▶ _Tasks to carry out_:
a) In the article on selling an RIA, turn the paragraph beginning "Private equity firms are hungry" into a bulleted list that keeps its main facts.
b) According to the article on selling an RIA, how much of the control does a seller typically give up in a PE buyout?
c) Please translate this sentence from the article on selling an RIA into Spanish: "Two options often rise to the top: external sale, often through a private equity (PE) buyout, or internal succession."

Reading passage start

Sell Your RIA or Pass the Torch?
September 18, 2024 •Oak Street Funding
For many RIAs, building a successful firm is their life's work. But when it comes to transitioning ownership, the path forward is not always clear. Two options often rise to the top: external sale, often through a private equity (PE) buyout, or internal succession. In a PE buyout, typically the seller gives up 100% of the control and the buyer may take the firm in a different direction than the seller envisioned. With internal succession, the exiting owner has more control over the direction of the firm and can guide the new owners in the direction they feel is best.
→ Read more from The Bridge: Fall 2024
The Allure of the Buyout
Private equity firms are hungry for a slice of the RIA pie. According to MarshBerry, since 2020, private capital backed buyers have increased their portion of total deals by 18% as of July 2024. Often, they offer top dollar for established firms and these offers can be incredibly tempting. Financial security becomes a reality, and owners can exit on a high note. Additionally, PE firms often provide resources for growth, potentially taking the firm to a whole new level.

Reading passage end
Entries supplied start

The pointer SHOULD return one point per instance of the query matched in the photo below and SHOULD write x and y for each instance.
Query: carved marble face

Entries supplied end
Entries supplied start

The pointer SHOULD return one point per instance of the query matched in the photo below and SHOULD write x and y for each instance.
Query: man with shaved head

Entries supplied end

▶ _Solutions per task_:
a)
- Private equity firms want a share of the RIA market.
- MarshBerry reports that, as of July 2024, private capital backed buyers have increased their portion of total deals by 18% since 2020.
- These buyers often offer top dollar for established firms, and the offers can be very tempting.
- A sale can give owners financial security and let them exit on a high note.
- PE firms often provide resources for growth that could take the firm to a new level.

b) 100% of the control.

c) Dos opciones suelen destacar: la venta externa, a menudo mediante una adquisición por parte de una firma de capital privado (PE), o la sucesión interna.